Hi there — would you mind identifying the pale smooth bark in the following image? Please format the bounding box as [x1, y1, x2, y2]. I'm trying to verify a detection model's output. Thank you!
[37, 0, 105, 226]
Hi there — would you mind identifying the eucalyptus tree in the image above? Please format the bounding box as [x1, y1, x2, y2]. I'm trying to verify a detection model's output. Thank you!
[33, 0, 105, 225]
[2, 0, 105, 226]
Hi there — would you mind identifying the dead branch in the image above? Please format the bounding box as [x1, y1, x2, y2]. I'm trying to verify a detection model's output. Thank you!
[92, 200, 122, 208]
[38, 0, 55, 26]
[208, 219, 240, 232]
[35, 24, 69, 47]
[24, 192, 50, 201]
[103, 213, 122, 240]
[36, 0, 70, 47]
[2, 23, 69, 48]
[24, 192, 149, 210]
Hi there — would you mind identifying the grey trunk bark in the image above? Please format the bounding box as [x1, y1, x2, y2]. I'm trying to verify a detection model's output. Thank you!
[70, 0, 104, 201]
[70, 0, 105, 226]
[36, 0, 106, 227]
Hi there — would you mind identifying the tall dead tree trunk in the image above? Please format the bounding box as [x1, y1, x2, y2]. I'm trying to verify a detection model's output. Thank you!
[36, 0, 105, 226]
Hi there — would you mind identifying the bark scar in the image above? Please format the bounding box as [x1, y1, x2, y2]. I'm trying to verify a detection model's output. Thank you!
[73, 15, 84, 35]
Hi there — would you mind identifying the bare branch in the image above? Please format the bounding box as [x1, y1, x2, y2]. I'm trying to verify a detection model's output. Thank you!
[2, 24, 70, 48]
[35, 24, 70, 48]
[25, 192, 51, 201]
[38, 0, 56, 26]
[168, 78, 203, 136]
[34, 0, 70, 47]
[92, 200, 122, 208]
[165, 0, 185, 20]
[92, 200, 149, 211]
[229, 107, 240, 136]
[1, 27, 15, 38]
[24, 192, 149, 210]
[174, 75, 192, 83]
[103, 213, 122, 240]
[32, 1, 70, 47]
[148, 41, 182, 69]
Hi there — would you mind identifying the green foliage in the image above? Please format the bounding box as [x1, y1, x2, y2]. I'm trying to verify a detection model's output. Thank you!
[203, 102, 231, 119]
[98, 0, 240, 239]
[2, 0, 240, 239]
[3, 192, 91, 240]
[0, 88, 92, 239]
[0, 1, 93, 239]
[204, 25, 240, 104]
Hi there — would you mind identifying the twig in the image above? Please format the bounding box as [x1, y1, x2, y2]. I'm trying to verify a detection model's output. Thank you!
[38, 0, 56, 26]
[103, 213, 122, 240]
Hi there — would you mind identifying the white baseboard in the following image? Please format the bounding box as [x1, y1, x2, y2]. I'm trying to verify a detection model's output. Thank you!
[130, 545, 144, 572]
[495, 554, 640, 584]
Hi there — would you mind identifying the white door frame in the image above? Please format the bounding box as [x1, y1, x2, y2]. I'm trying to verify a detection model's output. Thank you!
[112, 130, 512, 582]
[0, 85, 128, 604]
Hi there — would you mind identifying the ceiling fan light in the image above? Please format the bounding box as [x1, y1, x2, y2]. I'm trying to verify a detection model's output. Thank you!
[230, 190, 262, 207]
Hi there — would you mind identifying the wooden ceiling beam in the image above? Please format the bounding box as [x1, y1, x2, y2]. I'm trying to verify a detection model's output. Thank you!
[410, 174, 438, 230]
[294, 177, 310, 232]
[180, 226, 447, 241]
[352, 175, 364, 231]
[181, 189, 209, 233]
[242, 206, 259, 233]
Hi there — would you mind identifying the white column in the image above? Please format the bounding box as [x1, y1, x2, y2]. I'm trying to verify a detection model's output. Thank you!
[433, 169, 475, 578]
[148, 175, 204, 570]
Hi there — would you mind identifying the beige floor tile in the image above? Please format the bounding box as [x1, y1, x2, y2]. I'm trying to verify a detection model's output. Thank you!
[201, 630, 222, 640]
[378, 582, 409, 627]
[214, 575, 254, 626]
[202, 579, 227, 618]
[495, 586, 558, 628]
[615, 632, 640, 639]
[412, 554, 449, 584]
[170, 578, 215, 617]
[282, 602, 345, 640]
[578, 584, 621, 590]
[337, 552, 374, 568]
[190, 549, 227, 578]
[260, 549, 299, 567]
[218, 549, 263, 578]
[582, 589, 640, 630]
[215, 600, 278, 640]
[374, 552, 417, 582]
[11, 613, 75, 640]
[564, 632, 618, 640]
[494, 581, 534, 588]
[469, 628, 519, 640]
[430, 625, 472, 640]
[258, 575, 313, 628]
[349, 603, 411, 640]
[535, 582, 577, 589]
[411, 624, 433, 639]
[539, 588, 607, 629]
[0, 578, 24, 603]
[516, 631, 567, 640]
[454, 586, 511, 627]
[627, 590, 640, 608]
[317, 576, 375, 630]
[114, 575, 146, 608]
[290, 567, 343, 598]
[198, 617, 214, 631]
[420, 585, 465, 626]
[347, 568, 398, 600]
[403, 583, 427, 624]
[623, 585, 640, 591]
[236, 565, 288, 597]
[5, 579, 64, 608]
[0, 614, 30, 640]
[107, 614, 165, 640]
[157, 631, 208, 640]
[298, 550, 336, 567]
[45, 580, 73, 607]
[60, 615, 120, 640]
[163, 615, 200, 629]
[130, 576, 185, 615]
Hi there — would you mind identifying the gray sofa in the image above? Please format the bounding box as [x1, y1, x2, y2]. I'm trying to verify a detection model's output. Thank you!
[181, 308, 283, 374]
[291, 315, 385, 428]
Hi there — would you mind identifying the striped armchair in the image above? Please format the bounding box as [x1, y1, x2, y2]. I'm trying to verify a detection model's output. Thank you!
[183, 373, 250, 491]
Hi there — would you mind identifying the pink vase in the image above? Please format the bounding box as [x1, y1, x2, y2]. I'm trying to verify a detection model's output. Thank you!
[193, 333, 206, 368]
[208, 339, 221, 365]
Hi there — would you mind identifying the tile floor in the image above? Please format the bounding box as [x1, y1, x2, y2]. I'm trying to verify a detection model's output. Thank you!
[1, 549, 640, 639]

- - - - -

| REQUIRED ACTION |
Reproduce every line of the data verbatim.

| ANSWER FOR THIS EXERCISE |
Hi there — would you mind identifying the pale smooth bark in the following image? Please format the bounding box as [x1, y1, x2, y2]. I'm trying to verify a detection model's output. Thank you!
[37, 0, 105, 226]
Hi there — would you mind identifying the eucalyptus tree in the image above? Please format the bounding box as [x1, y1, x2, y2]. I'm trying to verify a detection model's output. Thank you!
[33, 0, 105, 225]
[2, 0, 105, 226]
Hi there — would you mind identifying the dead branch in the image above? Please format the bounding box as [x1, y1, x2, y2]. I'm trying to verify a detection model's output. Thank you!
[92, 200, 122, 208]
[38, 0, 55, 26]
[208, 219, 240, 232]
[35, 24, 69, 47]
[24, 192, 50, 201]
[103, 213, 122, 240]
[36, 0, 70, 47]
[2, 23, 69, 48]
[24, 192, 149, 210]
Hi there — would you mind identifying the grey trunk bark in the image above? Please format the bounding box as [x1, y1, x2, y2]. I'm trying to verify a detection model's output. Thank you!
[70, 0, 104, 201]
[70, 0, 105, 226]
[36, 0, 106, 227]
Hi there — would you mind identifying the tall dead tree trunk in the image above? Please format the bounding box as [x1, y1, x2, y2]. I'm trying to verify a detection model's output. Thank you!
[36, 0, 105, 226]
Hi there — would you mind identifying the bark scar in the image above? Please format the bounding box as [x1, y1, x2, y2]. I'm trying to verify a detection model's output. Thank you!
[73, 15, 84, 35]
Hi there — would you mind identifying the bare branch in the image above? Please format the bounding box as [x1, y1, x2, y2]. I'm trying to verify a detection model's output. Thank you!
[2, 24, 70, 48]
[35, 24, 70, 48]
[25, 192, 51, 201]
[38, 0, 56, 26]
[168, 78, 203, 136]
[34, 0, 70, 47]
[92, 200, 122, 208]
[165, 0, 185, 20]
[92, 200, 149, 211]
[229, 107, 240, 136]
[1, 27, 15, 38]
[24, 192, 149, 210]
[174, 75, 192, 83]
[103, 213, 122, 240]
[32, 1, 70, 47]
[148, 41, 182, 69]
Hi there — would you mind identifying the green foliage in the image above? Please format the bounding box as [x1, y1, x2, y2]. I'm trying to verify a detection model's output. Thank you!
[203, 102, 231, 119]
[98, 0, 240, 239]
[2, 0, 240, 239]
[3, 192, 91, 240]
[0, 88, 92, 239]
[0, 1, 93, 239]
[204, 25, 240, 104]
Hi there — would you mind identifying the twig in the image above? Please format the bounding box as [x1, y1, x2, y2]. I'm trying to verify a detection model's output. Thank you!
[38, 0, 56, 26]
[103, 213, 122, 240]
Hi there — would you mind identifying the white baseboard in the following image? Please format the bounding box as [x1, y1, x2, y2]. I'm trying to verify a detection model's output. Thank you!
[130, 545, 144, 572]
[495, 554, 640, 584]
Hi there — would you mind identifying the white door frame in the image above? Please format the bounding box as [x1, y1, x2, y2]. I'm trying to verify a detection model's output. Thank you!
[112, 130, 512, 582]
[0, 85, 128, 604]
Hi there — would you mind identifying the ceiling fan light in the image above? Please format the bounding box as [x1, y1, x2, y2]. I'm trying to verify a detection model's output. Thank you!
[230, 190, 262, 207]
Hi there — would you mind identifying the wooden ceiling beam in the image above? Please format the bounding box as [x1, y1, x2, y2]. I'm trying to verify a detection model's output. Thank you!
[410, 174, 438, 230]
[294, 177, 310, 232]
[180, 226, 447, 241]
[352, 175, 364, 231]
[181, 189, 209, 233]
[242, 206, 259, 233]
Hi there — would you mind identifying the white column in the image above? Please format the bounding box as [x1, y1, x2, y2]. I'm trying to verify a detection model's output. Thank you!
[433, 169, 475, 578]
[148, 175, 204, 570]
Hi there — would you mind identifying the beige floor tile in the image above? Please format the bounding box as [x1, y1, x2, y2]. I'm trying to verify a detection model's output. Thank you!
[201, 630, 222, 640]
[378, 582, 409, 627]
[214, 575, 254, 626]
[202, 579, 227, 618]
[495, 586, 558, 628]
[615, 632, 640, 639]
[412, 554, 449, 584]
[170, 578, 215, 617]
[282, 602, 345, 640]
[578, 584, 621, 590]
[337, 552, 374, 568]
[190, 549, 227, 578]
[260, 549, 299, 567]
[218, 549, 263, 578]
[582, 589, 640, 630]
[215, 600, 278, 640]
[374, 552, 417, 582]
[11, 613, 75, 640]
[564, 632, 618, 640]
[494, 581, 534, 588]
[469, 628, 519, 640]
[430, 625, 472, 640]
[258, 575, 313, 628]
[349, 603, 411, 640]
[535, 582, 577, 589]
[411, 624, 433, 639]
[539, 588, 607, 629]
[0, 578, 24, 603]
[516, 631, 567, 640]
[454, 586, 511, 627]
[627, 590, 640, 608]
[317, 576, 375, 630]
[114, 575, 146, 608]
[290, 567, 343, 598]
[198, 617, 214, 631]
[420, 585, 465, 626]
[347, 568, 398, 600]
[403, 583, 427, 624]
[623, 585, 640, 591]
[236, 565, 288, 597]
[5, 579, 64, 608]
[0, 614, 30, 640]
[107, 614, 165, 640]
[157, 631, 208, 640]
[298, 550, 336, 567]
[45, 580, 73, 607]
[60, 615, 120, 640]
[163, 615, 200, 629]
[130, 576, 185, 615]
Hi there — would you mind identifying the gray sofa in the image above? Please format the bounding box as [x1, y1, x2, y2]. I'm trying to verify a detection model's output. Thank you!
[181, 308, 283, 374]
[291, 315, 385, 428]
Hi there — would you mind identifying the striped armchair in the image above? Please format the bounding box as [x1, y1, x2, y2]. I'm trying to verify a detection model's output. Thank you!
[183, 373, 250, 491]
Hi there — would you mind identifying the pink vase in the image above? Please format the bounding box as [x1, y1, x2, y2]. I'm trying to verify a detection model's output. Thank you!
[193, 333, 206, 368]
[208, 339, 221, 365]
Hi there — would you mind identifying the tile floor in the image above? Please format the bounding box as [x1, y1, x2, y2]. I'm trying to verify a detection model's output. Thank you!
[1, 549, 640, 639]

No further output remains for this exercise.